▶ [WHAT IS NEEDED]
The answer must be an exact copy of the lines from the one holding "If you could mark the pillow" through the final line of the entries, and nothing else.

*** Begin section ***

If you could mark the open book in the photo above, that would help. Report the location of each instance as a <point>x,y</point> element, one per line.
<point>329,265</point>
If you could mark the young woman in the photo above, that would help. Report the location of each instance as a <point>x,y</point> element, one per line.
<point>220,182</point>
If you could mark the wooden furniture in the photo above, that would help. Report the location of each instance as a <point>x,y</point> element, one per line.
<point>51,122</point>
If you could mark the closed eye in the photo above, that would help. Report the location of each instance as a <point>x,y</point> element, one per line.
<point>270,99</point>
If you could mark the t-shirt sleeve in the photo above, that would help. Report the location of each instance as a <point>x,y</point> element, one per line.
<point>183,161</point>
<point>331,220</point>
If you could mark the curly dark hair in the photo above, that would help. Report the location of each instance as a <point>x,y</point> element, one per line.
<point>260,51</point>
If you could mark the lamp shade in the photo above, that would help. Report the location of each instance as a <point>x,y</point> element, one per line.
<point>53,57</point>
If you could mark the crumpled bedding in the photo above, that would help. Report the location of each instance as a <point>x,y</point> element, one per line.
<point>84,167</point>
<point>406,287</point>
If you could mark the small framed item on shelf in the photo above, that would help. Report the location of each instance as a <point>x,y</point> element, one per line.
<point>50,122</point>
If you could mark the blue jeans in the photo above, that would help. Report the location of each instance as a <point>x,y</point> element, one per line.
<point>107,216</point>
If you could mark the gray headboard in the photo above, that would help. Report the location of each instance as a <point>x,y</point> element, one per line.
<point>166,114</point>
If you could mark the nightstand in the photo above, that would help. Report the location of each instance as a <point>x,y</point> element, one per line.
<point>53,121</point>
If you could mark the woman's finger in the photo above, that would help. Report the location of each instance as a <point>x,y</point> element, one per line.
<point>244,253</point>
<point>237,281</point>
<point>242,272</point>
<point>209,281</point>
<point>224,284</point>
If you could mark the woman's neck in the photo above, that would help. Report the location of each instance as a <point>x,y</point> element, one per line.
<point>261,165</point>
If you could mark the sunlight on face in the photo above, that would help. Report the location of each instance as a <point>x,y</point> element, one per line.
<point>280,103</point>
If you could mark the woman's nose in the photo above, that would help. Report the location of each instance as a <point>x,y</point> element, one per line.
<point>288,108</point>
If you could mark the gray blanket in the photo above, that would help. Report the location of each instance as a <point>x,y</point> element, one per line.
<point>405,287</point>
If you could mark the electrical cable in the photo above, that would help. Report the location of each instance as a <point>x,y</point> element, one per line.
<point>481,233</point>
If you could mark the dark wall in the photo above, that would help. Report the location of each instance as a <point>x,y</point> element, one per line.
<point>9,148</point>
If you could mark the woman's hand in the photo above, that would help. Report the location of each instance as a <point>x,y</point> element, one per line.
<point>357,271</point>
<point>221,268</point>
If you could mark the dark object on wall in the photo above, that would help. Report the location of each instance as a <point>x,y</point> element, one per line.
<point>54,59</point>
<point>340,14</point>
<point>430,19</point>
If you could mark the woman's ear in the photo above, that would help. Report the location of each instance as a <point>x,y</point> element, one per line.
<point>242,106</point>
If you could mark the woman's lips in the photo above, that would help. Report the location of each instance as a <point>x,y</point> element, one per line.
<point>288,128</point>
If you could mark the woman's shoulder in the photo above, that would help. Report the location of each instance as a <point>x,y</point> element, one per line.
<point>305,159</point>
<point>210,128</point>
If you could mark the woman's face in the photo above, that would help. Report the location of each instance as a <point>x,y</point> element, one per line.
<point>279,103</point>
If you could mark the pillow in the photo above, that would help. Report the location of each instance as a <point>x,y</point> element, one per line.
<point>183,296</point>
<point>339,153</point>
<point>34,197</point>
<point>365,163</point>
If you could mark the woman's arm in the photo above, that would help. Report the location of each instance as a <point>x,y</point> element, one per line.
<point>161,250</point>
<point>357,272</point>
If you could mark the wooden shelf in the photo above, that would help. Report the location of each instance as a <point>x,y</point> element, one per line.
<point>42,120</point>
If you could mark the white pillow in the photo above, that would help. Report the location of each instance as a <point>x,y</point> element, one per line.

*** End section ***

▶ [ANSWER BOX]
If you could mark the pillow in the photo above, that would help. Report the location of each instance as a <point>x,y</point> element, one per line.
<point>183,296</point>
<point>339,153</point>
<point>34,197</point>
<point>365,163</point>
If you could mark the woman's arm in the photo above, that would help. Report the location of each instance as a <point>x,y</point> element, one per line.
<point>161,250</point>
<point>357,272</point>
If you could mark the wooden shelf in the photo above, that would help. Report the location of each instance as a <point>x,y</point> element, one per line.
<point>42,120</point>
If you could mark the white pillow in the photo above, that would help. Report the location of each instance as a <point>x,y</point> element, one per line.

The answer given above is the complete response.